| Action item |
Write what comes next in the commentary on Donald Trump declaring himself the winner while votes were still being counted, picking up after its last sentence and not touching the listing that follows it.

But Saying He Won Doesn’t Change the Vote Count … or End It
So, Donald Trump couldn’t stand it. He got impatient, or desperate, and had to declare himself the winner. Falsely.
Again.
We can’t know exactly Trump’s processing, but the act itself seemed a perfect, disharmonic note. It was surprising only that it came after 2 a.m. on Wednesday, when he did not have an available Fox & Friends audience handy.
Even if Trump was at that moment on a track to win – he was ahead in those states with outstanding, uncounted votes – he can’t seem to help himself from creating chaos. If Trump were as confident as he seems, he could have just waited.
It’s just the Trump impatience with anything that takes time and attention… the same way that he is treating a global pandemic.
Therefore, his campaign folks must see that the uncounted votes were coming from Detroit and Philadelphia and other cities – places where Black voting is strong — where early voting and mail ballots were heavy and better for Democrats.
Maybe it made mathematical sense to try to call the game in the seventh inning.
Or it’s just the Trump impatience with anything that takes time and attention. It is the same way that he is treating a global pandemic: It’s too inviting to reach for the immediacy of hydroxychloroquine or even bleach injections rather than the harder, more methodical approach to actual problem-solving. Just assert that we’ll have a vaccine available for all 350 million Americans by this week, and then shrug when that date passes.
Trump can’t do slow and steady.
Worried about a nuclear North Korea? Just go and shake hands with a lying dictator without doing the appropriate background work. Concerned about updating a North American trade agreement? Dust it off, do a minimal negotiation, threaten people, and then when a Democratic House insists on changes, worry about the name and the signing photo op. Perfect.
The Trump Approach
Haphazard over Detail is how Donald Trump approaches problems of all sorts, of course. Damn the consequences. The important thing is to win the media spotlight, to win the moment and we’ll deal with tomorrow later.
And so, a campaign that both candidates called a wrestling match for the country’s soul is somehow best settled by a bunch of hit-and-miss rallies that counter all public health advice and spread contagious disease among his own voters and by half-truths that get repeated in louder and wider ways.
In his case, challenging the legality of counting actual votes, cast in accordance with all state rules, may be something that Trump only sees as advancing his re-election probability. That taking such an action also will undermine trust in American democracy and in the institutions of voting seem side issues.
As a practical matter, to see the states simply ignore his call and continue with their election counts as normal is a refreshing reaction.
“If we count all legal ballots, the president wins,” campaign manager Bill Stepien told reporters yesterday, taking no questions about what he meant.

| Data to examine |

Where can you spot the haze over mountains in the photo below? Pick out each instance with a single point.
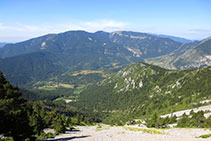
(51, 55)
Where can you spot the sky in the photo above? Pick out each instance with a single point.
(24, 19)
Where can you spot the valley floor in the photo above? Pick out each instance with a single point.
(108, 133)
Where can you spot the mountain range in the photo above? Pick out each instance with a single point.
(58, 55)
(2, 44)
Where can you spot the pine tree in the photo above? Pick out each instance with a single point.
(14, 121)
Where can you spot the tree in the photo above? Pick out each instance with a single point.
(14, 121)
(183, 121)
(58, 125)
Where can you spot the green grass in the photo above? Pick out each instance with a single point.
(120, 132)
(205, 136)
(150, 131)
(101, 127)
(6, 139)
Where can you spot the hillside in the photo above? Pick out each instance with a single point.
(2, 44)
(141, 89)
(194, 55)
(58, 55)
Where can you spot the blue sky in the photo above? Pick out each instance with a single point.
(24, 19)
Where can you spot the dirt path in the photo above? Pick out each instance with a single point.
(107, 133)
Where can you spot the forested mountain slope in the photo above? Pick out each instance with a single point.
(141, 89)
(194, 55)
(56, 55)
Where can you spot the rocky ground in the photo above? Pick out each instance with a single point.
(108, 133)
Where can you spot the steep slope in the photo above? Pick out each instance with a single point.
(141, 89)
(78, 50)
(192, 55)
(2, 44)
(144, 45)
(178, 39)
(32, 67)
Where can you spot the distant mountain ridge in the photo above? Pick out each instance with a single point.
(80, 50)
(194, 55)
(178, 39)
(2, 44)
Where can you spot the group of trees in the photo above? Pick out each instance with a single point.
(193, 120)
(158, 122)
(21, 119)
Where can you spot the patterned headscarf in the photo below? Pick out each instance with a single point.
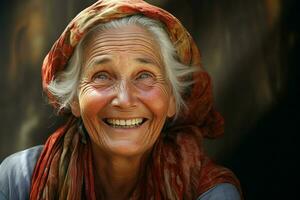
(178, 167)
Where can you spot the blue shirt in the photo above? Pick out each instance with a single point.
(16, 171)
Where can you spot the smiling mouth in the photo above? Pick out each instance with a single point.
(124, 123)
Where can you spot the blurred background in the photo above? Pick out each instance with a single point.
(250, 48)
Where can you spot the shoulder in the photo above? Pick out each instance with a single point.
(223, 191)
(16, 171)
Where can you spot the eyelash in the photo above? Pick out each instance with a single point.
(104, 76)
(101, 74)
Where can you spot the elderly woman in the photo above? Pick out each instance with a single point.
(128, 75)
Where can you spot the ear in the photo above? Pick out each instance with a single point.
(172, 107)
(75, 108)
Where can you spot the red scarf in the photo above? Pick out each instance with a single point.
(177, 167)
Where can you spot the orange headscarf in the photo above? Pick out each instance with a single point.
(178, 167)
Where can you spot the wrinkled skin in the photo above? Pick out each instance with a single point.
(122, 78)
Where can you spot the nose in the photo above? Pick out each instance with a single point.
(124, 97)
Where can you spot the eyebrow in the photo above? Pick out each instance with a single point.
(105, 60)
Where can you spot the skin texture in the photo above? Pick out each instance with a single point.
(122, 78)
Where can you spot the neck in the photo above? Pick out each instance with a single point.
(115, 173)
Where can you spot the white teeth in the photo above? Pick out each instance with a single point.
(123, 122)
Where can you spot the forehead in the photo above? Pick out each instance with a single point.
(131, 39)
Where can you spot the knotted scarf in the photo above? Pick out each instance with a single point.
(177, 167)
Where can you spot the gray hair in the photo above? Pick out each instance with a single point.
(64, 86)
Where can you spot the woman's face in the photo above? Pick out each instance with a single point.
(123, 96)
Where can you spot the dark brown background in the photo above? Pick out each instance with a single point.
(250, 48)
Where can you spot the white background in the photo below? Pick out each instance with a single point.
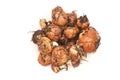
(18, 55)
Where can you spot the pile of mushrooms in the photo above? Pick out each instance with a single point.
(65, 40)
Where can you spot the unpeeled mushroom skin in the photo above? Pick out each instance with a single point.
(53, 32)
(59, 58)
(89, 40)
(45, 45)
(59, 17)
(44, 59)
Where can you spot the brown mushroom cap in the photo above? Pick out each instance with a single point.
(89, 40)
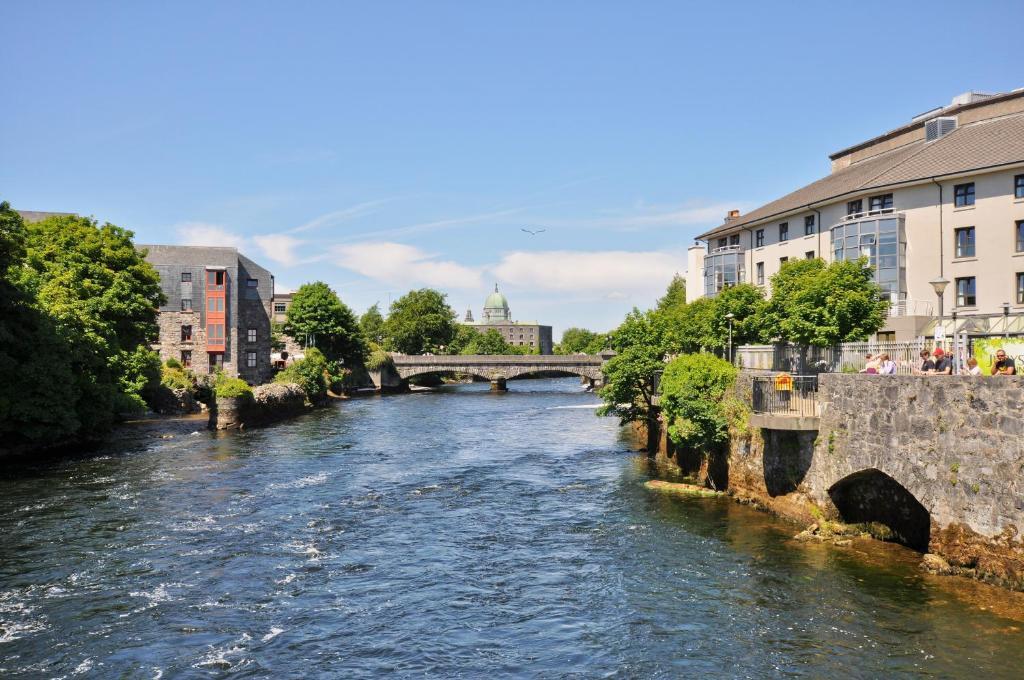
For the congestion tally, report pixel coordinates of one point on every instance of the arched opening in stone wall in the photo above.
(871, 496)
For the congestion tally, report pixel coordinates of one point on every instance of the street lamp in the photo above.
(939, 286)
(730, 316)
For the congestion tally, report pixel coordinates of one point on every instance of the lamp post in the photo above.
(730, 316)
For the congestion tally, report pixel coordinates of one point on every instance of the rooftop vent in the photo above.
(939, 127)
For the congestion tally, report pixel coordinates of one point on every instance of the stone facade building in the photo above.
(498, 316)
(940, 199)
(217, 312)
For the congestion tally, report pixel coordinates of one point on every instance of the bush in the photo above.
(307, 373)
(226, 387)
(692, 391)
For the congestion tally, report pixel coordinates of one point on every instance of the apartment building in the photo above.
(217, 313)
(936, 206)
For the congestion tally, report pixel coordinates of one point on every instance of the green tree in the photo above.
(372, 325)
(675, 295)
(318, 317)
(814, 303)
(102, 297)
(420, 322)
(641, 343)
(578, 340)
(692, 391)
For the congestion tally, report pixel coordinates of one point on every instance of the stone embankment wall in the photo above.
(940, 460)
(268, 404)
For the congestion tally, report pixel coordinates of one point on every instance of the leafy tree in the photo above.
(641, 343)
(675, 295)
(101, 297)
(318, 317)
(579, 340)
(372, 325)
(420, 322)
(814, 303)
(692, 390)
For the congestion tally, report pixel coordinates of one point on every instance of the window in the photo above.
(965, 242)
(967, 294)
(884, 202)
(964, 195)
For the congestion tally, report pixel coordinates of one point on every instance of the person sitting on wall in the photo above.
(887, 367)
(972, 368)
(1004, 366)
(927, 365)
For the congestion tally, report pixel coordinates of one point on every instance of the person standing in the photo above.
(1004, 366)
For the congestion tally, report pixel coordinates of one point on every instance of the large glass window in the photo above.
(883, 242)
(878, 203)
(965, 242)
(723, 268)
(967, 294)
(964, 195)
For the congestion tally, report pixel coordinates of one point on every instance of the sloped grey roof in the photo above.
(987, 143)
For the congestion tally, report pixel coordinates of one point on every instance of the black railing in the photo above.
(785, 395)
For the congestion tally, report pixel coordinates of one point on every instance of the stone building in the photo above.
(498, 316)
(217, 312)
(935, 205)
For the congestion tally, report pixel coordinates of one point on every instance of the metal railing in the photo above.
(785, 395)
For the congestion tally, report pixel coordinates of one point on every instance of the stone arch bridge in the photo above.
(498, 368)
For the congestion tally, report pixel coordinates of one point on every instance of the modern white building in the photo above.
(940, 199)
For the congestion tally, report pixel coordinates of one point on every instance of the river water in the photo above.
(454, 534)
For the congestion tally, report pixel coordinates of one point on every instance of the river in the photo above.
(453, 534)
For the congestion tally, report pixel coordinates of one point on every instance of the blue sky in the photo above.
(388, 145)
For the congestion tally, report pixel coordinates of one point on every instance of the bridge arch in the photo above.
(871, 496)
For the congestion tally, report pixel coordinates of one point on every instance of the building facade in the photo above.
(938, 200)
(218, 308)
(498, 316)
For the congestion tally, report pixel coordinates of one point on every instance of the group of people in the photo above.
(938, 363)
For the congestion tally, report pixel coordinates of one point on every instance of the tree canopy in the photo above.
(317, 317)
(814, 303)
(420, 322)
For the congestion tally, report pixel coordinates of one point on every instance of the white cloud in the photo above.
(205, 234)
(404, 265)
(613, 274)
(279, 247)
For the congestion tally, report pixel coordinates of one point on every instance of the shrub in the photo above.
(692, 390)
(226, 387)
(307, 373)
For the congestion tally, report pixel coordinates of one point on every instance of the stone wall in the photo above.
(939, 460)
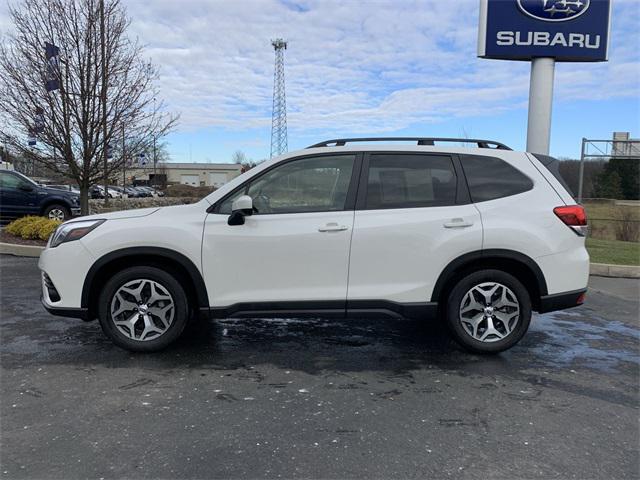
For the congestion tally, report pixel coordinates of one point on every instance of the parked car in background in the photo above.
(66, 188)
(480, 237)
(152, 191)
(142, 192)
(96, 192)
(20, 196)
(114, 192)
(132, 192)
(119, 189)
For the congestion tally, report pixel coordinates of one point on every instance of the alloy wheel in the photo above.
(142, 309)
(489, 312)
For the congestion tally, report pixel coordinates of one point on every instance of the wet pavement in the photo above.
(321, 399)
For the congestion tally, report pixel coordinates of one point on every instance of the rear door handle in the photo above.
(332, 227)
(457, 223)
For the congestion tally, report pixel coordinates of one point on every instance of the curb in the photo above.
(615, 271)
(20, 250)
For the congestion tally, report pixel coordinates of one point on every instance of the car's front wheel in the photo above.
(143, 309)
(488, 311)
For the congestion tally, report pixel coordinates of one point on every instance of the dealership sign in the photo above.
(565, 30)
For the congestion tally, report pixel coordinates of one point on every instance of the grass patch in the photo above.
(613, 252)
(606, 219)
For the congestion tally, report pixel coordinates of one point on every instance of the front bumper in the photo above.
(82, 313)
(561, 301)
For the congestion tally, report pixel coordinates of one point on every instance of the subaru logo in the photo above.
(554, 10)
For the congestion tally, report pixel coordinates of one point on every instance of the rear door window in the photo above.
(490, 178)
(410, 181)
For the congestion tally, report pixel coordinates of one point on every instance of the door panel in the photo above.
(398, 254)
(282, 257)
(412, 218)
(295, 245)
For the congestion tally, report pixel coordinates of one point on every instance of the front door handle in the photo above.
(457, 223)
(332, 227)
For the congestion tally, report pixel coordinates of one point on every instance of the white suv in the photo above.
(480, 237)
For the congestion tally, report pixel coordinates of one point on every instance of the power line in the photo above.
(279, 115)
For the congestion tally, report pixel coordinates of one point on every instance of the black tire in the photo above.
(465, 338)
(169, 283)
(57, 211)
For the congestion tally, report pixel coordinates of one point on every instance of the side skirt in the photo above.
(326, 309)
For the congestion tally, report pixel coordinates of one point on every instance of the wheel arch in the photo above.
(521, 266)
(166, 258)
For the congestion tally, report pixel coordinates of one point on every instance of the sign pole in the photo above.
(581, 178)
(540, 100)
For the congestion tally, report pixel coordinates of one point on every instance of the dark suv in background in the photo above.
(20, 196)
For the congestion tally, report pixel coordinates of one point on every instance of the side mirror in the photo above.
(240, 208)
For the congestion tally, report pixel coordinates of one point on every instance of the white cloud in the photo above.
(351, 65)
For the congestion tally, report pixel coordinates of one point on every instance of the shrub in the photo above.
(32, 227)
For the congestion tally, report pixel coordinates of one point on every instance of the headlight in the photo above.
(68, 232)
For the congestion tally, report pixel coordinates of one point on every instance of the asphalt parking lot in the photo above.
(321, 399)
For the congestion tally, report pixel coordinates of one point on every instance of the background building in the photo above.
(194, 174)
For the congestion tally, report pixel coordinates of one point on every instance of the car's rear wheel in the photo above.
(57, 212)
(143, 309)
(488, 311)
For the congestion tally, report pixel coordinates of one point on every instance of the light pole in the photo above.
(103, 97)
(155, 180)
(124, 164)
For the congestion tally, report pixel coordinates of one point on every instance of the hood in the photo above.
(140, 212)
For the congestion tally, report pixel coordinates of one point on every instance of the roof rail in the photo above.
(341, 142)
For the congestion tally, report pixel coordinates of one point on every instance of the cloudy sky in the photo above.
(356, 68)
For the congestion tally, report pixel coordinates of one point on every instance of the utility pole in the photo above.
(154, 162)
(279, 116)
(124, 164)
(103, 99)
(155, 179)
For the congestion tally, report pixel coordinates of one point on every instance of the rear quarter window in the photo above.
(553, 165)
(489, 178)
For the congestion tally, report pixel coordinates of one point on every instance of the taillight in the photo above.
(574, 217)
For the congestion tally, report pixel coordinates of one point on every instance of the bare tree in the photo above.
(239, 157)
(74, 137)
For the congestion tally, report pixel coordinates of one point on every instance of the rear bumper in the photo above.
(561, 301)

| Task output |
From listening to the seemingly endless legal analyses coming from actual lawyers and would-be expert television anchors, there seem little actual legal grounds for Trump’s challenges. He started challenging expanded mail ballot distribution and ballot application distribution months ago, losing several court challenges along the way because his argument grew from the possibilities of widespread fraud for which there was no evidence.
But then it moved on to challenging the actual count of votes that had arrived after the Nov. 3 Election Day, even if they had been postmarked as arriving on time. Those challenges, too, were rejected, though four Supreme Court justices did line up to support the idea that state judges could not overrule state legislatures on deciding those time limits. Next stop courts, and then calls for recounts, à la Florida 2000.
The U.S. Postal Service has indeed been slow in some states, and told a federal court that it had lost tracking information on 300,000 ballots.
Legally, what Trump wants is to stop the count of real, legal votes – the very epitome of American democracy.
Impractical Thinking
The bottom line here is that Trump wants to win. He doesn’t seem to care he does so legitimately or not, anything that contributes to winning from voter registration suppression to vote intimidation to court-packing just before the election is okay so long as it helps him Win.
Thus, impatience rears when an obstacle sticks its head up.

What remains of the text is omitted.